(Data listing)
BEGIN

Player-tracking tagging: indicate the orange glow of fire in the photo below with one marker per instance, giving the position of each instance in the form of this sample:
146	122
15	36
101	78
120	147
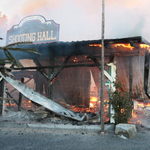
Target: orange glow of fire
124	45
134	115
98	45
140	104
145	46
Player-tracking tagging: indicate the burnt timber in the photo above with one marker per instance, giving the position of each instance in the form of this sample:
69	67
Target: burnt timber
134	77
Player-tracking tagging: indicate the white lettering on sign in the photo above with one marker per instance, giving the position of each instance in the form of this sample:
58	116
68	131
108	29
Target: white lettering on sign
32	37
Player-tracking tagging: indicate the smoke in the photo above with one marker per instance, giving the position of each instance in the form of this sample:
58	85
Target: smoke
81	20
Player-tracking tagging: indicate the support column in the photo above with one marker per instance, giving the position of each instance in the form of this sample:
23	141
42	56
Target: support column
50	75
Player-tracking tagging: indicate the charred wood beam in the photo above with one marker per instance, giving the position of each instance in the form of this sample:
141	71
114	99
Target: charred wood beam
24	83
40	69
60	68
57	66
50	84
42	100
96	62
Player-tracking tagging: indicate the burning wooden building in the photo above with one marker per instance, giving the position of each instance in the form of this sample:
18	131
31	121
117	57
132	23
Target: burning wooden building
68	72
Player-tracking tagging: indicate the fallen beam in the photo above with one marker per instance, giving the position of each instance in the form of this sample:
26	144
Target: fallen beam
42	100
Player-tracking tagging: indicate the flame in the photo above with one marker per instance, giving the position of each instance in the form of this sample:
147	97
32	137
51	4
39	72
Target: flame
91	105
124	45
147	105
141	104
145	46
99	45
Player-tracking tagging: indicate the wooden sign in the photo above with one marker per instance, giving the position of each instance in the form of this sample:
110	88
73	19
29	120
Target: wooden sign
35	29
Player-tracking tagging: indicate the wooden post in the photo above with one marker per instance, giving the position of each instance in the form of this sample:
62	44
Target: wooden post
130	78
50	74
102	71
20	97
1	95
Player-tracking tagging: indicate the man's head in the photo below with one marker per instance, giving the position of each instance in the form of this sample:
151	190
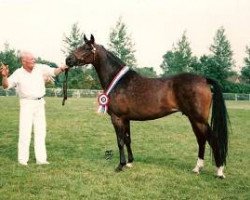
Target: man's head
28	60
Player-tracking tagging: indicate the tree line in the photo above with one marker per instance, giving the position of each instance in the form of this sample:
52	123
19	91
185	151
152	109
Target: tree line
218	64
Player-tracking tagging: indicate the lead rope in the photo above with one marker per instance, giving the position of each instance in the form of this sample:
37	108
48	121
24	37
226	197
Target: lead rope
65	86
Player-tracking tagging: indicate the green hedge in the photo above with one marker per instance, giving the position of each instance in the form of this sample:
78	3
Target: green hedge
229	87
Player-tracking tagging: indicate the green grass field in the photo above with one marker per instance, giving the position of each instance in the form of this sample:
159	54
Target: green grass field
165	152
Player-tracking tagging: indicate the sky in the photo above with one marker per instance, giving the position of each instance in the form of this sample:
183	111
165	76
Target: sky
154	26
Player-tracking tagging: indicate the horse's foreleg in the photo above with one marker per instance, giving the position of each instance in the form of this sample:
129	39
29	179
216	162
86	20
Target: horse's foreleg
119	126
128	144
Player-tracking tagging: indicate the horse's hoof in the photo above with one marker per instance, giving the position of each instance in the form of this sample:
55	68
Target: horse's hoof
129	165
196	170
221	176
119	168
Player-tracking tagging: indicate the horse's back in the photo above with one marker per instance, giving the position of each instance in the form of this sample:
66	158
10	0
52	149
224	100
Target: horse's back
193	95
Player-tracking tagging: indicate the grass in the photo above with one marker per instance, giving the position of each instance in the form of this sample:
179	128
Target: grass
165	152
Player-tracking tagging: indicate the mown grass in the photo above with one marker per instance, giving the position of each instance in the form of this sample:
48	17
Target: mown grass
165	152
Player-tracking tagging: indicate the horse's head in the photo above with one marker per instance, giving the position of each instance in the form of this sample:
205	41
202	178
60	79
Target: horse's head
83	55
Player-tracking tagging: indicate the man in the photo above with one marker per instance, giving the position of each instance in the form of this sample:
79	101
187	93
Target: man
29	81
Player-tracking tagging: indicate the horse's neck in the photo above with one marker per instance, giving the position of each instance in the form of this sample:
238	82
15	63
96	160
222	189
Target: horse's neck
106	72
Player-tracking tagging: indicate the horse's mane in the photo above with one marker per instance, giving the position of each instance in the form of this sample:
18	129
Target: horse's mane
114	59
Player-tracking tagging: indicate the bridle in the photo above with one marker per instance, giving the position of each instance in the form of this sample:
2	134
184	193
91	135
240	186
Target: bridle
65	83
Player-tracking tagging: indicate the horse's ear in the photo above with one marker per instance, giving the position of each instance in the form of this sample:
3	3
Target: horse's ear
85	39
92	39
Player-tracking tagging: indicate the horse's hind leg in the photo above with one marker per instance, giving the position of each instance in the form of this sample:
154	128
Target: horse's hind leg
120	129
201	131
128	143
213	142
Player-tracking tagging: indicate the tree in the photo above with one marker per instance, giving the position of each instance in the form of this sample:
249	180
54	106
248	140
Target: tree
9	57
79	77
179	59
74	40
121	44
219	64
245	72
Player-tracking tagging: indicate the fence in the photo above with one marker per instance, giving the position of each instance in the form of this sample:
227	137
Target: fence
79	93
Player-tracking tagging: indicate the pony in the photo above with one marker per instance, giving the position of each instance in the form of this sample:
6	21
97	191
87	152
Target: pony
139	98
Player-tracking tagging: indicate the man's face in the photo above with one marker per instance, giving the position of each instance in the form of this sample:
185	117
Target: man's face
28	61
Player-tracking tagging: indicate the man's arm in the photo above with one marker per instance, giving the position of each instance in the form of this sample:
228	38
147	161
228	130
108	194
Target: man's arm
4	70
59	70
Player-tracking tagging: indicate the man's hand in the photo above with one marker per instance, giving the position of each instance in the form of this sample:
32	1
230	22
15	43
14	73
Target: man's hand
61	69
4	70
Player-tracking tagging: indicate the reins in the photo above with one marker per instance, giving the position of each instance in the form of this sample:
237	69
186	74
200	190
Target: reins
65	86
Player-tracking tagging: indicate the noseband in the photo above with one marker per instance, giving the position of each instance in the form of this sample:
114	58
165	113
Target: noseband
65	83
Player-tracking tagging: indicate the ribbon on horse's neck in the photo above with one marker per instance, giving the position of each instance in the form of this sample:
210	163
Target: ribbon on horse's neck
103	98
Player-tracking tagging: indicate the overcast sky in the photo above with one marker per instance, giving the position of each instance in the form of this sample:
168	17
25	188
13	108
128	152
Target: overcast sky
154	25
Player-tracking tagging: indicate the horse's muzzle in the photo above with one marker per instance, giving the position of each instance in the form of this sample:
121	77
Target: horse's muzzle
70	61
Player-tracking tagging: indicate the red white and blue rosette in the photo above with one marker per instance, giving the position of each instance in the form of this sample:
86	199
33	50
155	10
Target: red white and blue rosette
103	101
103	98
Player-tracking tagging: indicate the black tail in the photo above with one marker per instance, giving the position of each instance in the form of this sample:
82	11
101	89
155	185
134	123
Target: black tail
219	120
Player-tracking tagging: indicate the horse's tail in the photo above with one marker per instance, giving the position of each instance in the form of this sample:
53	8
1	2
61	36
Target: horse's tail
219	120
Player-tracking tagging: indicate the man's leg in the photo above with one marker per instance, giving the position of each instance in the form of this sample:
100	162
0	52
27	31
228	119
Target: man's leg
40	133
25	129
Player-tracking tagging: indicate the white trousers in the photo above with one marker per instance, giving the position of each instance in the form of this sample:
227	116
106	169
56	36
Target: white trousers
32	114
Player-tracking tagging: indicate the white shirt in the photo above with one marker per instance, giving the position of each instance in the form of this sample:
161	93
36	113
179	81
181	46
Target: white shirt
30	84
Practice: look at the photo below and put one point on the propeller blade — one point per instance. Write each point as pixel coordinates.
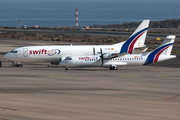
(102, 57)
(93, 51)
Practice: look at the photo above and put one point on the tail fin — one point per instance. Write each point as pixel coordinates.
(137, 39)
(164, 49)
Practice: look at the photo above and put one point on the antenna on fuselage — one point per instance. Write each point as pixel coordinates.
(102, 58)
(93, 51)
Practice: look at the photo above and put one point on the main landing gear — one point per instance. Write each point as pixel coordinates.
(16, 64)
(113, 67)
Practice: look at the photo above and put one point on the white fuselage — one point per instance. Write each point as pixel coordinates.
(55, 54)
(96, 61)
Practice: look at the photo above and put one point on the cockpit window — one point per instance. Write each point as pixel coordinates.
(13, 51)
(68, 58)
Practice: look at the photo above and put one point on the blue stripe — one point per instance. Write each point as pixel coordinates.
(152, 55)
(125, 46)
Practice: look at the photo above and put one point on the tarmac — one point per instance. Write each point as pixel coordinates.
(38, 92)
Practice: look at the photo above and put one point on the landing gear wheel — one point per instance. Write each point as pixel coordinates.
(113, 68)
(20, 65)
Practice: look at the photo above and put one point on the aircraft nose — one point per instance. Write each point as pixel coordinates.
(7, 56)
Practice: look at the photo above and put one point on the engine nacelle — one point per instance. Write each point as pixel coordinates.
(58, 61)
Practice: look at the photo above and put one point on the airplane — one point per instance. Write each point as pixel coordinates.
(55, 54)
(161, 53)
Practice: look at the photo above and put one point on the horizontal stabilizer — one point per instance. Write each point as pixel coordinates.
(139, 50)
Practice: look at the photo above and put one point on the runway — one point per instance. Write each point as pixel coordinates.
(38, 92)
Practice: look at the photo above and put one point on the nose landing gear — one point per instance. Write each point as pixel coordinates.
(16, 64)
(113, 67)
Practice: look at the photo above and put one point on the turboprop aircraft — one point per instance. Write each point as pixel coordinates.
(55, 54)
(163, 52)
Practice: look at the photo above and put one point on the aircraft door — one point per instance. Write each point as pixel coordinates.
(25, 52)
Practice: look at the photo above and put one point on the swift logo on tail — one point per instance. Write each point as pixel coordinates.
(154, 56)
(129, 44)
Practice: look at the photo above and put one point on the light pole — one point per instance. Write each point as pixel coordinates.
(97, 21)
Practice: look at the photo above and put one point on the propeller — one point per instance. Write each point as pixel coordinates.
(102, 56)
(93, 51)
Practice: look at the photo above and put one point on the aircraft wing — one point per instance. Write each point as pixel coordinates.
(114, 64)
(114, 55)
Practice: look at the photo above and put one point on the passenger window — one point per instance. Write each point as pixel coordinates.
(13, 51)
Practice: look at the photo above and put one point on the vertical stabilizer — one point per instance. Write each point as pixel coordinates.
(137, 39)
(164, 50)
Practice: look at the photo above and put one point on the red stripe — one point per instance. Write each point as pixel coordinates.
(134, 41)
(158, 54)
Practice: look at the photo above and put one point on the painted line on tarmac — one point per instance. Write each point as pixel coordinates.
(144, 75)
(173, 97)
(54, 76)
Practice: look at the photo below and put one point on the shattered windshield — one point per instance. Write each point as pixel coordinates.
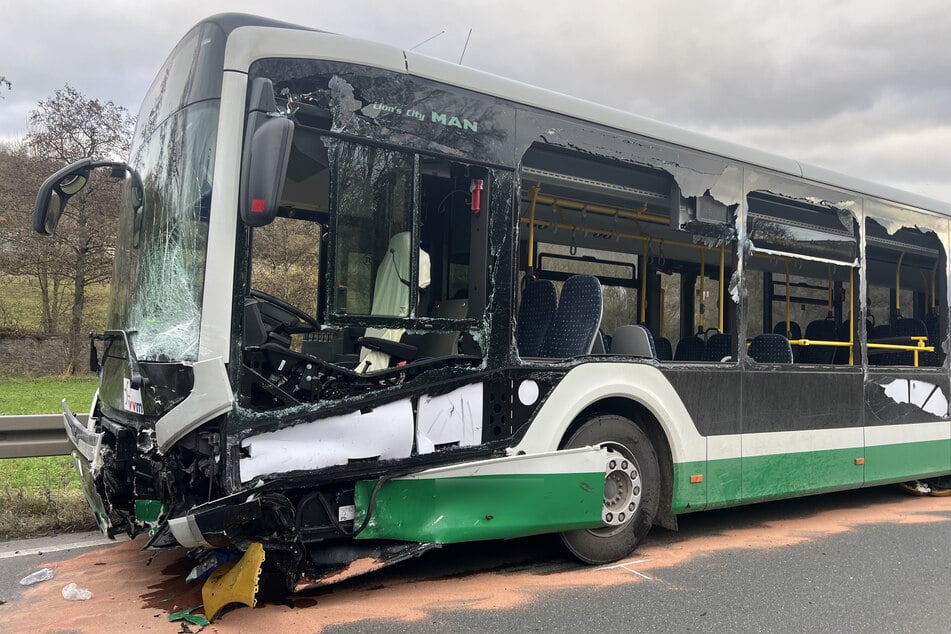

END

| Direction |
Quote word for word the lines starting at the one that contains "the aircraft wing" and ending at the end of the records, leaving out any pictures.

| Expected output |
Practice: look at the photo above and put one point on the aircraft wing — one point per instance. Write each point as pixel coordinates.
(114, 64)
(114, 55)
Practice: look at the photo above and put one point on the passenger window — one point per instance. Write each point as pixel coordinates.
(13, 51)
Practice: look at the photo above and put one point on the vertical stabilizer — one point per instance. Write each point as pixel coordinates.
(137, 39)
(164, 50)
Practice: look at the photo above and put one point on the red stripe — one point per instance. Write each point as pixel coordinates.
(134, 41)
(158, 54)
Practice: look at the photo above and put one point on the painted line on tarmac — one point per instance. Write each point as pixel coordinates.
(144, 75)
(173, 97)
(54, 76)
Practice: look at the photo below and put one point on the shattered windshield — one point per instance. Write each point as pixel coordinates.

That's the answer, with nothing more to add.